= Task prompt =
The records below must be duplicated exactly, character for character.
# Start of Dataset records
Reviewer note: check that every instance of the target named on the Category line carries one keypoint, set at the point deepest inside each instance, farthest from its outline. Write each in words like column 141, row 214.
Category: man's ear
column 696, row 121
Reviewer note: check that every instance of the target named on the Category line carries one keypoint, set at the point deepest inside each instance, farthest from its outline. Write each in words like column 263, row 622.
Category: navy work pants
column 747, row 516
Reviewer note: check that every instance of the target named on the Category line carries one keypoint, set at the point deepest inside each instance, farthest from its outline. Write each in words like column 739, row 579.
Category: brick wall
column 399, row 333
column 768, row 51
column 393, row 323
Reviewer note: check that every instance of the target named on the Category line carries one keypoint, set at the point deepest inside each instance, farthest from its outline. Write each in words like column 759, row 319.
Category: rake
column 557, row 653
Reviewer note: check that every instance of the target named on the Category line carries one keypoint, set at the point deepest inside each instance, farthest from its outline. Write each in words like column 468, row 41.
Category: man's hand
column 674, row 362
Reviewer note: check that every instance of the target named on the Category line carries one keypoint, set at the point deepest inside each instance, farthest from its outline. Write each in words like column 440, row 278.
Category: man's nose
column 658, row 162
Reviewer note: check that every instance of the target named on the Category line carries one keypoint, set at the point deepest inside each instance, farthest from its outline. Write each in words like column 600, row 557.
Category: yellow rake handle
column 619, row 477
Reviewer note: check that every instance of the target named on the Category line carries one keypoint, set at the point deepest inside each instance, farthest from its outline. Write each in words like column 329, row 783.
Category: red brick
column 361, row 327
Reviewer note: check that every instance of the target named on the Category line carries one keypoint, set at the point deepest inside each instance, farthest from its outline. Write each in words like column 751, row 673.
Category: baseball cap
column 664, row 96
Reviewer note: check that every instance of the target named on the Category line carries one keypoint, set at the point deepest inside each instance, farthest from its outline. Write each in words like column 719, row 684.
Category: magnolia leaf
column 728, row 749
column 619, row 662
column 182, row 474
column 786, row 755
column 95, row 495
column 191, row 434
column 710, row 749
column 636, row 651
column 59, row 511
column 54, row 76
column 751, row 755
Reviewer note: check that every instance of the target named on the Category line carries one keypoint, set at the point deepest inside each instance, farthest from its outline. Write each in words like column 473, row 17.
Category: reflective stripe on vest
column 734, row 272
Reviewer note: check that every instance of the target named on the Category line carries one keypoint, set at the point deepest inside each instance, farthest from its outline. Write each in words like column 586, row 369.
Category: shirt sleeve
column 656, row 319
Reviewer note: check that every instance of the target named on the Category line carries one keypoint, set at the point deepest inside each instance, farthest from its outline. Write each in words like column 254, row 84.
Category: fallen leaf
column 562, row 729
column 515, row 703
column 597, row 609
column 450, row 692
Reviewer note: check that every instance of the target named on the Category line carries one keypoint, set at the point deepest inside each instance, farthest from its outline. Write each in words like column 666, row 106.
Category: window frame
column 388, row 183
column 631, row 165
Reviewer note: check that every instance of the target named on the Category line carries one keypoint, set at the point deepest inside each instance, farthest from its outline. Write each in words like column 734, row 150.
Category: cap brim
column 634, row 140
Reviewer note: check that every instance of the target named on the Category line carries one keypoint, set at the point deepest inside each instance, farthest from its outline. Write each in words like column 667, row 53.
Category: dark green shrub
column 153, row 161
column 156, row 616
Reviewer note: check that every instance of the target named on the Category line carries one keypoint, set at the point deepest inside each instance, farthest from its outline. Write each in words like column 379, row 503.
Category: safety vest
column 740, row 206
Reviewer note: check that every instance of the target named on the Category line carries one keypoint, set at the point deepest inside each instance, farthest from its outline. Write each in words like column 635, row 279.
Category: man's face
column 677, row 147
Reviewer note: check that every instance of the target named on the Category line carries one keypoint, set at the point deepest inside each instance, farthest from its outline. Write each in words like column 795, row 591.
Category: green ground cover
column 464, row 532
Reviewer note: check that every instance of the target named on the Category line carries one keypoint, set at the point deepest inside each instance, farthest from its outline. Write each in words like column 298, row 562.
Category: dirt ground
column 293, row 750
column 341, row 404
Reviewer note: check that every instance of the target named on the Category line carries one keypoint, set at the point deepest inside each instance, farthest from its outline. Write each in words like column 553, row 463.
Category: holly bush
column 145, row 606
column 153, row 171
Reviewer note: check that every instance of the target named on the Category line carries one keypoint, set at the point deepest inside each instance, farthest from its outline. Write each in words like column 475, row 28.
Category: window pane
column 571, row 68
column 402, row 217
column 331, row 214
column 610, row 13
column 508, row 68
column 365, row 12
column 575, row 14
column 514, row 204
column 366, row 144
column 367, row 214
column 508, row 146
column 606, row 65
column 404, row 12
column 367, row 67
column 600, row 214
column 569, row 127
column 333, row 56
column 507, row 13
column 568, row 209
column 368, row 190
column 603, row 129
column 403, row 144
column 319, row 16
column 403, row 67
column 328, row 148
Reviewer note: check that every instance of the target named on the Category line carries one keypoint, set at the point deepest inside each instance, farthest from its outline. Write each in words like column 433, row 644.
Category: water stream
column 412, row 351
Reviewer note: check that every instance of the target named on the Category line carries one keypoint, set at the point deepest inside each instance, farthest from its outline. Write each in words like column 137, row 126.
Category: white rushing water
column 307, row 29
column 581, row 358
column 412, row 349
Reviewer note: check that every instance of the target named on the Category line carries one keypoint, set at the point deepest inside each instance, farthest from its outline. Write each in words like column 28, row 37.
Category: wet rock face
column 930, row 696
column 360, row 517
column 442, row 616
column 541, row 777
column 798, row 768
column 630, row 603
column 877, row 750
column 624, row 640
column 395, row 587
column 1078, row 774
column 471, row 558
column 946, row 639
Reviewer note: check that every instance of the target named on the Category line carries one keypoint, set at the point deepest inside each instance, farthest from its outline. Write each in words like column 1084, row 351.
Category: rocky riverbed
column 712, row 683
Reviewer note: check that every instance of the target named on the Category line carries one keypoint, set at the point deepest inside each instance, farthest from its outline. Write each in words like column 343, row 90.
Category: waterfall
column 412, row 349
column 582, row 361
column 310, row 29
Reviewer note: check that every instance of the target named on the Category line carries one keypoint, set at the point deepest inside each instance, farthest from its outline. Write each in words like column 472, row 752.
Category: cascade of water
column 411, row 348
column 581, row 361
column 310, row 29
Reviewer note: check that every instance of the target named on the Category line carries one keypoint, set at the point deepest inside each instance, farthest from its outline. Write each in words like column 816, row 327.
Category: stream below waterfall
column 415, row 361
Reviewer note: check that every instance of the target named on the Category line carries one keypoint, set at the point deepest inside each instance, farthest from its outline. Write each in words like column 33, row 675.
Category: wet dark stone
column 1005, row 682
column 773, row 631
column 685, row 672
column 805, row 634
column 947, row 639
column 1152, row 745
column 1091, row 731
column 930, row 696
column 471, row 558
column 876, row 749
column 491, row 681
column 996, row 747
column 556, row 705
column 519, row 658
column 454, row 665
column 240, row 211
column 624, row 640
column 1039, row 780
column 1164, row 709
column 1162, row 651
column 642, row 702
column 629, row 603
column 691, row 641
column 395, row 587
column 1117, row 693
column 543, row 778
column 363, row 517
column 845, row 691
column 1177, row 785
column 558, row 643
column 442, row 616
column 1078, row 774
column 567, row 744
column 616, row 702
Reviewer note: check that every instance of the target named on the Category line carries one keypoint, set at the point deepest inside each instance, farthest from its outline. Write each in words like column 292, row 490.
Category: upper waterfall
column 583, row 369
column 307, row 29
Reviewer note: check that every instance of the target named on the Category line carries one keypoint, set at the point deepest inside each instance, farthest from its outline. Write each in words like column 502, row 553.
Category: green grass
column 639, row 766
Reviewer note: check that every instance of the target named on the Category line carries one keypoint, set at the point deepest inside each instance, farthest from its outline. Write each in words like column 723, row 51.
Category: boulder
# End of Dataset records
= Response to this task =
Reviewer note: check that every instance of the target named on the Category line carries one keypoint, set at the point deepest inside each instance, farthest from its outline. Write each in words like column 141, row 214.
Category: man's ear
column 696, row 121
Reviewer note: check that every instance of the target named on the Category line carries one keypoint, set at the point deepest inside each instance, farthest from its outline. Write each in words like column 263, row 622.
Category: navy work pants
column 747, row 516
Reviewer note: check that every instance of the target named on the Category line carries one keypoint, set at the point deepest inside each instance, farthest from its outline. Write each in words like column 739, row 579.
Category: brick wall
column 399, row 333
column 768, row 51
column 393, row 323
Reviewer note: check that every instance of the target named on the Category line carries one keypoint, set at the point deepest inside each instance, farthest from its outline. Write each in words like column 759, row 319.
Category: rake
column 557, row 653
Reviewer note: check that every instance of the target named on the Category line carries one keypoint, set at the point deepest inside each instance, farthest from its outline. Write each in words like column 468, row 41.
Category: man's hand
column 674, row 362
Reviewer note: check that every instance of the target named on the Category line carries one keypoint, set at the point deepest inside each instance, farthest from its outline. Write each in words like column 440, row 278.
Category: man's nose
column 658, row 162
Reviewer note: check that every instance of the target named on the Category line carries one keypoint, set at the point deepest inside each instance, farthest from its outline. Write each in words like column 600, row 557.
Category: yellow rake handle
column 619, row 477
Reviewer note: check that every instance of the target named on the Category line carries one keypoint, set at the point deepest inside each instance, farthest from its outline. Write each in words like column 329, row 783.
Category: red brick
column 361, row 327
Reviewer note: check that every instance of the target named on the Category line carries one keypoint, set at the point deepest inside each instance, farthest from its outline. Write each in words like column 751, row 673.
Category: baseball cap
column 664, row 96
Reviewer note: check that every instance of the target named on the Category line carries one keypoint, set at the point deepest inside each instance, farthest from its outline. Write each in words like column 719, row 684.
Category: magnolia leaf
column 728, row 749
column 619, row 662
column 182, row 474
column 786, row 755
column 95, row 495
column 191, row 434
column 710, row 749
column 636, row 651
column 59, row 511
column 54, row 76
column 751, row 755
Reviewer note: check that every instance of the target named on the Category line carries one keypoint, set at the point deepest inside each instance, farthest from its outline. Write each in words like column 473, row 17.
Category: reflective stripe on vest
column 734, row 272
Reviewer note: check that every instance of the target named on the Category line carries one keypoint, set at the point deepest inside each instance, farthest from its outline. Write each in words like column 586, row 369.
Category: shirt sleeve
column 656, row 319
Reviewer note: check that every instance of the target named on the Category line carries one keypoint, set at the point deepest inside each instance, farthest from its outline. Write each in words like column 254, row 84.
Category: fallen leaf
column 562, row 729
column 515, row 703
column 597, row 609
column 450, row 692
Reviewer note: check that every instance of the target named on the Category line carries one keypoint, set at the point deepest inside each instance, farthest from its outline. Write each in words like column 666, row 106.
Category: window frame
column 388, row 183
column 631, row 165
Reviewer note: check that every instance of the target named on the Category line carries one keypoint, set at the point deepest inside each instance, farthest from its outline. Write each in words like column 734, row 150.
Category: cap brim
column 634, row 140
Reviewer note: check that every instance of the target named on the Category line carries one keypoint, set at the point deepest inside each instance, farthest from its outline. Write each in words like column 667, row 53.
Category: dark green shrub
column 153, row 161
column 156, row 616
Reviewer note: check that every instance of the target named on the Category line carries one keypoint, set at the point deepest inside each instance, farthest from its outline. Write each in words like column 379, row 503.
Category: safety vest
column 740, row 206
Reviewer note: check that every instance of the target named on the Category line carries one keypoint, set at the point deepest inside each instance, farthest from its outline. Write each in words like column 635, row 279.
Category: man's face
column 677, row 147
Reviewer note: check that every instance of the target named on the Category line carries one keypoint, set at the point deepest inside each instance, farthest from its outline. Write each in words like column 795, row 591.
Category: green ground cover
column 464, row 532
Reviewer note: check that every instance of the target named on the Category line carries one keypoint, set at the point deepest inside each instance, farthest from its outline. Write each in words like column 298, row 562.
Category: dirt ground
column 293, row 750
column 341, row 404
Reviewer note: check that every instance of the target named on the Category line carries one keypoint, set at the point deepest inside each instance, farthest from its outline. Write each in words like column 553, row 463.
Category: holly bush
column 145, row 606
column 153, row 171
Reviewer note: check that every instance of the target named on the Category line carries one keypoint, set at the point deepest inside each instance, farthest from its outline. Write each in words like column 475, row 28.
Category: window pane
column 571, row 68
column 402, row 217
column 331, row 214
column 610, row 13
column 508, row 68
column 365, row 12
column 575, row 14
column 514, row 204
column 366, row 144
column 367, row 214
column 508, row 146
column 606, row 65
column 404, row 12
column 367, row 67
column 600, row 214
column 569, row 127
column 333, row 56
column 507, row 13
column 568, row 209
column 368, row 190
column 603, row 129
column 403, row 144
column 319, row 16
column 403, row 67
column 328, row 148
Reviewer note: check that every instance of the target named on the Category line carries one keypoint, set at the point deepest inside each instance, farthest from its outline. Write each in words like column 433, row 644.
Category: water stream
column 412, row 351
Reviewer note: check that every instance of the target named on the Category line carries one keypoint, set at the point deepest inside each instance, farthest from its outline. Write each in words like column 137, row 126.
Category: white rushing water
column 307, row 29
column 581, row 358
column 412, row 349
Reviewer note: check that every instance of the target named on the Category line carries one keypoint, set at the point deepest inside each instance, farthest from its outline. Write each in words like column 28, row 37.
Category: wet rock face
column 930, row 696
column 360, row 517
column 442, row 616
column 541, row 777
column 798, row 768
column 630, row 603
column 877, row 750
column 624, row 640
column 395, row 587
column 1078, row 774
column 471, row 558
column 946, row 639
Reviewer note: check that every instance of the target named on the Category line carries one keypoint, set at the point deepest inside each instance, farthest from its outline. Write each in words like column 1084, row 351.
Category: rocky riverbed
column 712, row 683
Reviewer note: check that every instance of the target named on the Category line carries one keypoint, set at the point deepest inside each instance, farthest from its outline. Write each in words like column 343, row 90.
Category: waterfall
column 412, row 349
column 582, row 361
column 310, row 29
Reviewer note: check that every instance of the target named on the Category line carries one keypoint, set at the point deepest inside each instance, farthest from its outline. Write each in words like column 472, row 752.
Category: cascade of water
column 411, row 348
column 581, row 361
column 310, row 29
Reviewer note: check that every instance of the target named on the Category line carries one keypoint, set at the point deepest inside each instance, farthest from its outline. Write each in words like column 816, row 327.
Category: stream below waterfall
column 415, row 361
Reviewer note: check that every instance of the target named on the Category line carries one keypoint, set at the point deepest inside each instance, farthest from its outline. Write each in words like column 33, row 675.
Category: wet dark stone
column 1005, row 682
column 773, row 631
column 685, row 672
column 805, row 634
column 947, row 639
column 1152, row 745
column 1091, row 731
column 930, row 696
column 471, row 558
column 876, row 749
column 491, row 681
column 996, row 747
column 556, row 705
column 519, row 658
column 454, row 665
column 240, row 211
column 624, row 640
column 1039, row 780
column 1164, row 709
column 1162, row 651
column 642, row 702
column 629, row 603
column 691, row 641
column 395, row 587
column 1117, row 693
column 543, row 778
column 363, row 517
column 845, row 691
column 1177, row 785
column 558, row 643
column 442, row 616
column 1078, row 774
column 567, row 744
column 616, row 702
Reviewer note: check that every instance of the target named on the Category line carries one keypoint, set at the point deepest inside each instance, farthest from its outline. Write each in words like column 292, row 490.
Category: upper waterfall
column 583, row 369
column 307, row 29
Reviewer note: check that every instance of the target named on the Category line carries one keypoint, set at the point deepest inside each instance, farthest from its outline. Write each in words like column 502, row 553.
Category: green grass
column 639, row 766
Reviewer note: check that every instance of the target named on the Category line carries one keypoint, set at the point deepest inside each instance, farthest from its outline. Write each in words like column 723, row 51.
Category: boulder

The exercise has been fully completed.